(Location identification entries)
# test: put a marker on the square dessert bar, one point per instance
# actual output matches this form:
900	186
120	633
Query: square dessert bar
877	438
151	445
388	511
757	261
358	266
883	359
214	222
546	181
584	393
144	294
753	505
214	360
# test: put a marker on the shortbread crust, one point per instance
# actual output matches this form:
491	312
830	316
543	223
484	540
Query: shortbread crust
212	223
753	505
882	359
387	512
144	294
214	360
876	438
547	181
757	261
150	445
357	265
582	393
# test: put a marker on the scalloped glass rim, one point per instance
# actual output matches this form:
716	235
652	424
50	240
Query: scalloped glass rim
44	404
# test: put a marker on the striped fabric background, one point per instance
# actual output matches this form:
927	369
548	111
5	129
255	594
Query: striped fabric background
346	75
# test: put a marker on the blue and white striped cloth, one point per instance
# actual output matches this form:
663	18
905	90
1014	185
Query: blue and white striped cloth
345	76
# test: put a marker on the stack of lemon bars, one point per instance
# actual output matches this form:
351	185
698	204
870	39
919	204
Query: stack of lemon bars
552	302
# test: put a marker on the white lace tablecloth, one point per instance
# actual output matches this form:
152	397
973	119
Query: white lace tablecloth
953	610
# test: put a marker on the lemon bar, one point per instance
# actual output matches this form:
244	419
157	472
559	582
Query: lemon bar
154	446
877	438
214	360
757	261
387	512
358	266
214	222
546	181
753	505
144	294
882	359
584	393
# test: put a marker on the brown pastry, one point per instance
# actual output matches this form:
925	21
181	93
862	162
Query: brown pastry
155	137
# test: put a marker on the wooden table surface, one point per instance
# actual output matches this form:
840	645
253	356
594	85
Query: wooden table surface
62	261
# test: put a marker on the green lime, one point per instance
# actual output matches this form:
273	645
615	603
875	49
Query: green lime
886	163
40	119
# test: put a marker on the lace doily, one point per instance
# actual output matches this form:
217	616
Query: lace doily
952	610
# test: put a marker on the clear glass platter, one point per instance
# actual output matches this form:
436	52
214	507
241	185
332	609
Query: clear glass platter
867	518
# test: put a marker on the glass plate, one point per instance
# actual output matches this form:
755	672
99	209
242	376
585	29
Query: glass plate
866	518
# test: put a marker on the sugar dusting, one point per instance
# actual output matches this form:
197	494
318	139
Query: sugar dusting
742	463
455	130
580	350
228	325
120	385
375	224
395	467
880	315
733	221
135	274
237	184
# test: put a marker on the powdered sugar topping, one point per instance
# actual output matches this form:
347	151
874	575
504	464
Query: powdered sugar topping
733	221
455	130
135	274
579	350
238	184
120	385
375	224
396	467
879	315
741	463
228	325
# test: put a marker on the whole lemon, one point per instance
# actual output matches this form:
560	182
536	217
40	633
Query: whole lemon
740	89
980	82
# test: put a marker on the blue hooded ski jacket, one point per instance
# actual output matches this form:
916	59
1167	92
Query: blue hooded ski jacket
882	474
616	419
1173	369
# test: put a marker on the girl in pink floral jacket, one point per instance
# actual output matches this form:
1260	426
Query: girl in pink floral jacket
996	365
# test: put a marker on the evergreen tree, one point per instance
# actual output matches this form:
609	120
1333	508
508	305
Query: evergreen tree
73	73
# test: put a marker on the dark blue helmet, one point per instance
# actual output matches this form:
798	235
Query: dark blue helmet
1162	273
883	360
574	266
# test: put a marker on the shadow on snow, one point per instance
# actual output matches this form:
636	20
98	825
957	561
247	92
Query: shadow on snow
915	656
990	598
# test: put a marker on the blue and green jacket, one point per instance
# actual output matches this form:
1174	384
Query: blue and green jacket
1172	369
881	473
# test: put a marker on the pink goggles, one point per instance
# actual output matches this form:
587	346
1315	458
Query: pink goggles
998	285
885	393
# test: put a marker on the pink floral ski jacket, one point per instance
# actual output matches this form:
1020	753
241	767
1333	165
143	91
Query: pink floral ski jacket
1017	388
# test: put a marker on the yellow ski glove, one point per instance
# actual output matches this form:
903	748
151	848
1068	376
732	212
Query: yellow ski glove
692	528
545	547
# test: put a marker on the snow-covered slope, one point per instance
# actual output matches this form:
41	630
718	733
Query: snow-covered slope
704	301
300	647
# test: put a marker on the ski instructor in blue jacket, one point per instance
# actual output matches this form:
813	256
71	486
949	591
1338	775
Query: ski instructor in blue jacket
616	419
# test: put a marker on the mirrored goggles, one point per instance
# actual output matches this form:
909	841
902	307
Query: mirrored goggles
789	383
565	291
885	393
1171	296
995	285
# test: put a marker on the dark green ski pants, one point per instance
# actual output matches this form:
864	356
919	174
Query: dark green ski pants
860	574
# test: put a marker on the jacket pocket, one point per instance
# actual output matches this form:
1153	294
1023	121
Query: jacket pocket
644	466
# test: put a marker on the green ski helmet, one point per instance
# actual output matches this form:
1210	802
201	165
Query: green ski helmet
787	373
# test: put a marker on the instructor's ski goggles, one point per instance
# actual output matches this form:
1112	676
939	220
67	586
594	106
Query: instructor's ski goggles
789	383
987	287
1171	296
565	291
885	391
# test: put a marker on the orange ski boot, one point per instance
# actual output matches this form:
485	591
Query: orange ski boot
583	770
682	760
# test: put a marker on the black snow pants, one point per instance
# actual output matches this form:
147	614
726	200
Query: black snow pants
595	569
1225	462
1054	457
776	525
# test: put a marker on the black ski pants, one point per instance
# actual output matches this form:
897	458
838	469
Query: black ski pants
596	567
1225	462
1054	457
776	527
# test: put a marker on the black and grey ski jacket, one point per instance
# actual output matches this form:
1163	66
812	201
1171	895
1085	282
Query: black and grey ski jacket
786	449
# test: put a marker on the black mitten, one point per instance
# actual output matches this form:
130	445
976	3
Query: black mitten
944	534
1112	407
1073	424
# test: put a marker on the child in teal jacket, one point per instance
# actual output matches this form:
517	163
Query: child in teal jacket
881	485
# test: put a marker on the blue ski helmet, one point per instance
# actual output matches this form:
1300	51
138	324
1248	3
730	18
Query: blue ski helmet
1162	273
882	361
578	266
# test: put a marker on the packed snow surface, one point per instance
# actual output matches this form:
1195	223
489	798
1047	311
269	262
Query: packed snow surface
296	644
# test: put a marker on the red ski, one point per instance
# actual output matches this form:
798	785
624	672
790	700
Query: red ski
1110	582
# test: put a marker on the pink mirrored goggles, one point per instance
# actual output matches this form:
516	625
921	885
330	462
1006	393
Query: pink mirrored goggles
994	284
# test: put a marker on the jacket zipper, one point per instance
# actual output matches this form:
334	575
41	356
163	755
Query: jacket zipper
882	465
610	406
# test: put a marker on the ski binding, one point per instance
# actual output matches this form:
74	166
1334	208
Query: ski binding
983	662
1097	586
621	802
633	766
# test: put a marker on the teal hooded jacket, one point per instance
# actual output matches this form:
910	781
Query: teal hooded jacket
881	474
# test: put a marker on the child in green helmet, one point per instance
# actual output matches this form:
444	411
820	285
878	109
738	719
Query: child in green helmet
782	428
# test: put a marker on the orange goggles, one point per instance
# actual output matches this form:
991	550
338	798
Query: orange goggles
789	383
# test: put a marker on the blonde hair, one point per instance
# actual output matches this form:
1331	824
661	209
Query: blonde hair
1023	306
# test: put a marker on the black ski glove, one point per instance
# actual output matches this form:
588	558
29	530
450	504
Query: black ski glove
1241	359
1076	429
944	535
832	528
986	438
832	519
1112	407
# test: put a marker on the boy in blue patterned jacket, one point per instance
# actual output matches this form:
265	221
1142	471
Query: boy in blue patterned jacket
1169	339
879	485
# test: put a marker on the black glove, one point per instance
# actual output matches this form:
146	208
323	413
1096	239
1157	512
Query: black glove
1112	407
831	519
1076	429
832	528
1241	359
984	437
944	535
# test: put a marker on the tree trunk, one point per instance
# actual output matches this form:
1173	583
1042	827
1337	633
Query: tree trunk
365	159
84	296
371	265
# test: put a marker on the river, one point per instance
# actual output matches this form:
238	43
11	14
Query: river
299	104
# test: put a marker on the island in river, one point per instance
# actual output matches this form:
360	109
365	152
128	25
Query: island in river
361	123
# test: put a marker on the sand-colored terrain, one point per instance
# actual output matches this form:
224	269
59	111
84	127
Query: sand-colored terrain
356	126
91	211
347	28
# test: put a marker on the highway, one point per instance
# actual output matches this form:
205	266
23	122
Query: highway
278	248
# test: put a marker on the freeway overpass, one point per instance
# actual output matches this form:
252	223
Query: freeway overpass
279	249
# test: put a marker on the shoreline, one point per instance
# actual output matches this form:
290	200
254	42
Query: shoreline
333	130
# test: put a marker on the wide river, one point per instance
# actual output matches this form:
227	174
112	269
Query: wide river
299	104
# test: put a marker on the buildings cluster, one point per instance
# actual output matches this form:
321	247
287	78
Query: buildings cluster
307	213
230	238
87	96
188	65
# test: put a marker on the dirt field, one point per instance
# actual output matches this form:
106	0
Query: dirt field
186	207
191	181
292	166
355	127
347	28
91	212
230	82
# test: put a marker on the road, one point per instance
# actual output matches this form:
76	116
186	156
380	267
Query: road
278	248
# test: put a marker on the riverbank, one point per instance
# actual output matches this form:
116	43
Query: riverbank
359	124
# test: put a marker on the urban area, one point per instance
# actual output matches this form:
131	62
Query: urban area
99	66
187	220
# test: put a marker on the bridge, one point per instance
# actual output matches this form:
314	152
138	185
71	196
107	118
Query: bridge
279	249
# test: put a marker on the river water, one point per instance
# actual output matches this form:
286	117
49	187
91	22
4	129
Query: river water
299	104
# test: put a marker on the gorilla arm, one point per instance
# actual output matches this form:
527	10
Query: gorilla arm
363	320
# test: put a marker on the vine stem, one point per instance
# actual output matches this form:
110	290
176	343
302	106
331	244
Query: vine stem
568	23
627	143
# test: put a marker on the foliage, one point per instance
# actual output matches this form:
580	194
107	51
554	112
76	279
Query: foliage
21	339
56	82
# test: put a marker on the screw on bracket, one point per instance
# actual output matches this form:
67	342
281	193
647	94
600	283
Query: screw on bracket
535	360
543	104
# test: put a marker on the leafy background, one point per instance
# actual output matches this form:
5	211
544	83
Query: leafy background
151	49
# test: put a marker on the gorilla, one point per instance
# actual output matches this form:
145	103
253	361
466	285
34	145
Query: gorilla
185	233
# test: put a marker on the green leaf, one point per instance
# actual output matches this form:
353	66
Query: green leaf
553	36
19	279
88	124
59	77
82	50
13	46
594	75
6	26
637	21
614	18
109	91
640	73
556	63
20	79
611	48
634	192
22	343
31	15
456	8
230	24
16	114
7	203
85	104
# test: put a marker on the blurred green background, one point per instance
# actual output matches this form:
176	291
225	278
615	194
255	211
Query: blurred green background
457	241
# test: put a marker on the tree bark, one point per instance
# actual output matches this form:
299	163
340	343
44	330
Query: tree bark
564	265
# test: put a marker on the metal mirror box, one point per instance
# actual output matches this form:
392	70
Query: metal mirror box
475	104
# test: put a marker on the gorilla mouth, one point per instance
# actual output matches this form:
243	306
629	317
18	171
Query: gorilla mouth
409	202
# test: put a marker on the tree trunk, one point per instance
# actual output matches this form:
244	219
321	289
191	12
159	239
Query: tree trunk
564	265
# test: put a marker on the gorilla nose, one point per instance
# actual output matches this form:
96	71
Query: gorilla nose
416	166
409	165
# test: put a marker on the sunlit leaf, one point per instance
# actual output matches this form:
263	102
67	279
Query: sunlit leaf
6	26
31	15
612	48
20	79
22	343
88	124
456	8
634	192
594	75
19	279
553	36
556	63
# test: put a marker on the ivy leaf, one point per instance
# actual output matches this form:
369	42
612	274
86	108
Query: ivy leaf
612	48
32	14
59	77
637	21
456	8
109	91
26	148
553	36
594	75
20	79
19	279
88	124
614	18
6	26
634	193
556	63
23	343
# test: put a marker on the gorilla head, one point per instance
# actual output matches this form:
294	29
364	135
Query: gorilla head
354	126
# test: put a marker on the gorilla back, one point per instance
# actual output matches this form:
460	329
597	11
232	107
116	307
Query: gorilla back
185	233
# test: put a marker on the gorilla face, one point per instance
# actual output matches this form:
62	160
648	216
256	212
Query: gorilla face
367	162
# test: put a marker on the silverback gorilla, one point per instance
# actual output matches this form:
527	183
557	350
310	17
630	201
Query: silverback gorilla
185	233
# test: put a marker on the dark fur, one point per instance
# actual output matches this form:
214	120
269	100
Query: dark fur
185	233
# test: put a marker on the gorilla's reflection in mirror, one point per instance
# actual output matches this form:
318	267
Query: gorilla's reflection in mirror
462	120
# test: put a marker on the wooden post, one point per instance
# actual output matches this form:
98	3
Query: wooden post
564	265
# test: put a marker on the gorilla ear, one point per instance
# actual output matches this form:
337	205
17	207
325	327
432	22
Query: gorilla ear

- _What this task involves_:
Print exactly the lines from the one with "# test: put a marker on the gorilla face, one" through the end of the data, inclusive.

- _Result of the task_:
# test: put a marker on the gorilla face, one point per instance
# actual output matches this form:
62	160
648	216
256	212
Query: gorilla face
367	162
# test: put a marker on the silverback gorilla, one point per instance
# actual output matches this form:
527	183
557	350
310	17
630	201
Query: silverback gorilla
185	233
# test: put a marker on the dark fur, one point per instance
# actual output matches this form:
214	120
269	100
Query: dark fur
185	233
# test: put a marker on the gorilla's reflection in mirror, one point per instance
# actual output matches this form:
318	267
Query: gorilla's reflection in mirror
462	120
# test: put a marker on the wooden post, one point per instance
# actual output matches this form:
98	3
Query: wooden post
564	265
# test: put a marker on the gorilla ear, one point per instance
# actual output matches this form:
337	205
17	207
325	327
432	22
Query: gorilla ear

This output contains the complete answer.